■ **Aim of the task**: Repeat word for word the line with "# emits one" and every line after it until the records below run out.

■ **Data items**:
------------------------------
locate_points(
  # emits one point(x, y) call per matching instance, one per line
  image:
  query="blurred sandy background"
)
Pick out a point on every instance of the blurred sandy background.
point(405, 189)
------------------------------
■ **Solution for this problem**:
  # emits one point(x, y) call per matching instance, one per line
  image:
  query="blurred sandy background"
)
Pick out a point on every instance of the blurred sandy background.
point(405, 189)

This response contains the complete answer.